▶ _Page text_

On Wed, Jan 13, 2010 at 05:42:16PM +0800, Gim Leong Chin wrote:
> Hi,
> 
> 
> The application is ANSYS, which writes 128 GB files.  The existing
> computer with SUSE Linux Enterprise Desktop 11 which is used for
> running ANSYS, has two software RAID 0 devices made up of five 1
> TB drives.  The /home partition is 4.5 T, and it is now 4 TB
> full.  I see a fragmentation > 19%.

XFS will start to fragment when the filesystem gets beyond 85%
full - it seems that you are very close to that threshold.

That being said, if you've pulled the figure of 19% from the xfs_db
measure of fragmentation, that doesn't mean the filesystem is badly
fragmented, it just means that that there are 19% more fragments
than the ideal. In 4TB of data with 1GB sized files, that would mean
there are 4800 extents (average length ~800MB, which is excellent)

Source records
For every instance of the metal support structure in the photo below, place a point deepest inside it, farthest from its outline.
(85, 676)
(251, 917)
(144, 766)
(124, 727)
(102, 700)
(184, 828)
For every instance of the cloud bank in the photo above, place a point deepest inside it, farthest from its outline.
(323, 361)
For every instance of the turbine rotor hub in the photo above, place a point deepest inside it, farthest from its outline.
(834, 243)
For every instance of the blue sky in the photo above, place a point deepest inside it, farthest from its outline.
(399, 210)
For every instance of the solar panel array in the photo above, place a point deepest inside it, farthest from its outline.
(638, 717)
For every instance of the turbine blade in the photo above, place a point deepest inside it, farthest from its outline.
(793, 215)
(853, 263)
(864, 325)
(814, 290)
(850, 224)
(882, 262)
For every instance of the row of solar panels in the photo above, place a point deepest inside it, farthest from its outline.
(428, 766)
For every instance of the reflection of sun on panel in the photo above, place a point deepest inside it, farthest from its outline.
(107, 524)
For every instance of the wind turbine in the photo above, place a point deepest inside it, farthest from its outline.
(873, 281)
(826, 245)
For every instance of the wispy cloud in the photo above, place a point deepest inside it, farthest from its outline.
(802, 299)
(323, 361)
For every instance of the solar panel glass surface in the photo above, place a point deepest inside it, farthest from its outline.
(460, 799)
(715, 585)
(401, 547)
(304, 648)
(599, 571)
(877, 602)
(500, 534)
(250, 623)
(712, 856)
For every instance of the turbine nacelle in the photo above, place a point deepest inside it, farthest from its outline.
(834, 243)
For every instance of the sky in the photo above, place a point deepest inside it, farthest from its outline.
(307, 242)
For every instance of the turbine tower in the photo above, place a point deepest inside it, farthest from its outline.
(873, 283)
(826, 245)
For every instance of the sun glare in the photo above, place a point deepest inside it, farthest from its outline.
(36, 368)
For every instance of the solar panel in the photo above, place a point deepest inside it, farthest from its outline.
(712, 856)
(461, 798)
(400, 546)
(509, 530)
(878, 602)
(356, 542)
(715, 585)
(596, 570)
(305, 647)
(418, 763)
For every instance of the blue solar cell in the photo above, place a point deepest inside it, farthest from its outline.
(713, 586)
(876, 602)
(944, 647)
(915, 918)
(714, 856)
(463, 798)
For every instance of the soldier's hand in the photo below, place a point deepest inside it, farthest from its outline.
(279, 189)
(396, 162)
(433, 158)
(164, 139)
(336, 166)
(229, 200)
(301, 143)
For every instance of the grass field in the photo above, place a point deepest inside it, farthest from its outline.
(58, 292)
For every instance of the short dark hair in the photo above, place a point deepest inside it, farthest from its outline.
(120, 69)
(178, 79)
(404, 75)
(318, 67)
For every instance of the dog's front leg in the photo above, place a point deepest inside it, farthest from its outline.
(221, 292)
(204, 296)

▶ _Stated goal_
From the message on XFS fragmentation, copy word for word the passage between "That being said, if" and "which is excellent)", inclusive.

▶ _Result below_
That being said, if you've pulled the figure of 19% from the xfs_db
measure of fragmentation, that doesn't mean the filesystem is badly
fragmented, it just means that that there are 19% more fragments
than the ideal. In 4TB of data with 1GB sized files, that would mean
there are 4800 extents (average length ~800MB, which is excellent)